▶ [SELECTED PASSAGE]:

Also known as, or recorded in historical documents as;
Little Ryal

In the civil parish of Alnham.
In the historic county of Northumberland.
Modern Authority of Northumberland.
1974 county of Northumberland.
Medieval County of Northumberland.

OS Map Grid Reference: NU01981109
Latitude 55.39379° Longitude -1.97025°

Little Ryle Bastle, Alnham has been described as a certain Bastle.

There are masonry ruins/remnants remains.

This is a Grade 2 listed building protected by law*.


Bastle (late 16th century) at Little Ryle (Hadcock 1939).
The farmhouse of Little Ryle possesses several blocked-up mullioned windows in its south gable and east side, a Tudor doorway, and a vaulted ground floor. It is rather a bastle than a tower in plan, measuring about 57ft by 24ft and now shows no signs of fortification. Little Ryle is not mentioned in the 1541 survey, and its style of masonry suggests at least the second half of the 16th century. It was never anything but a farmhouse on the lands of the Collingwoods (Dodds 1935).
NU 01971109. Little Ryle is a two storeyed building 17m long by 7.7m wide, of rubble masonry with dressed quoins. The walls are between 1.5m and 1.8m thick. Mullion windows on the north and east walls, and the remains of a mullion window in the south wall are present. There is no trace of the Tudor doorway referred to by Dodds (1935), but a passage through the north wall has a flat but slightly pointed vault, and is possibly the original entrance.
The ground floor has a single span barrel vault. In the north wall at first floor level is a blocked opening with a segmental arch; this is possibly the remains of a doorway at first floor level.
It does not appear likely that this was an ordinary farmhouse, as stated by Dodds. The massive construction, and the possible first floor doorway are suggestive of a defended house common to the region and which date from the late 16th - early 17th centuries (F1 DAD 03-APR-1957).

▶ [GIVEN INFORMATION]:

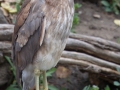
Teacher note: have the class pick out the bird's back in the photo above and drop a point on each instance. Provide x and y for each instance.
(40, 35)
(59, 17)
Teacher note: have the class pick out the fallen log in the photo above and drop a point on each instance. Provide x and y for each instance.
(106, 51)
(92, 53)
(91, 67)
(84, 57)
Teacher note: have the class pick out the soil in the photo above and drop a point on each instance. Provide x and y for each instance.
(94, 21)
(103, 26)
==
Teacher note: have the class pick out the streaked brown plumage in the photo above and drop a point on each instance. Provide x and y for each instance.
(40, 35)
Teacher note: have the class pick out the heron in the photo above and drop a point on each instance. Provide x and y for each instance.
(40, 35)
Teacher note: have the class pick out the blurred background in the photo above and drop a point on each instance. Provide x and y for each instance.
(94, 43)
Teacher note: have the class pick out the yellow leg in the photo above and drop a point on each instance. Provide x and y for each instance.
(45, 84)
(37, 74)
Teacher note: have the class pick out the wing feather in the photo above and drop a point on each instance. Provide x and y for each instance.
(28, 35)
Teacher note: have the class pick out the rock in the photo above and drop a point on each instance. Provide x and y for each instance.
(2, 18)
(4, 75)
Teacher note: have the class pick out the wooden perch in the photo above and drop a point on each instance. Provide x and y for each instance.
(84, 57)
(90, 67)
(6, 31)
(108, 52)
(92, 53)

▶ [WHAT TO DO]:
1. Decide whether each statement agrees with the Little Ryle description, and answer yes or no for each. Back each answer with the deciding words from the description, quoted exactly. (a) The walls are between 1.5m and 1.8m thick. (b) The later survey found the Tudor doorway that Dodds mentioned. (c) Little Ryle lies in the civil parish of Alnham.
2. Please return the part of the Little Ryle description from the words "In the civil" to the words "protected by law*.", copied word for word.
The material has no connection to the Little Ryle description.

▶ [RESULTS OF THE TASKS]:
1.
(a) Yes: "The walls are between 1.5m and 1.8m thick."
(b) No: "There is no trace of the Tudor doorway referred to by Dodds (1935)"
(c) Yes: "In the civil parish of Alnham."

2.
In the civil parish of Alnham.
In the historic county of Northumberland.
Modern Authority of Northumberland.
1974 county of Northumberland.
Medieval County of Northumberland.

OS Map Grid Reference: NU01981109
Latitude 55.39379° Longitude -1.97025°

Little Ryle Bastle, Alnham has been described as a certain Bastle.

There are masonry ruins/remnants remains.

This is a Grade 2 listed building protected by law*.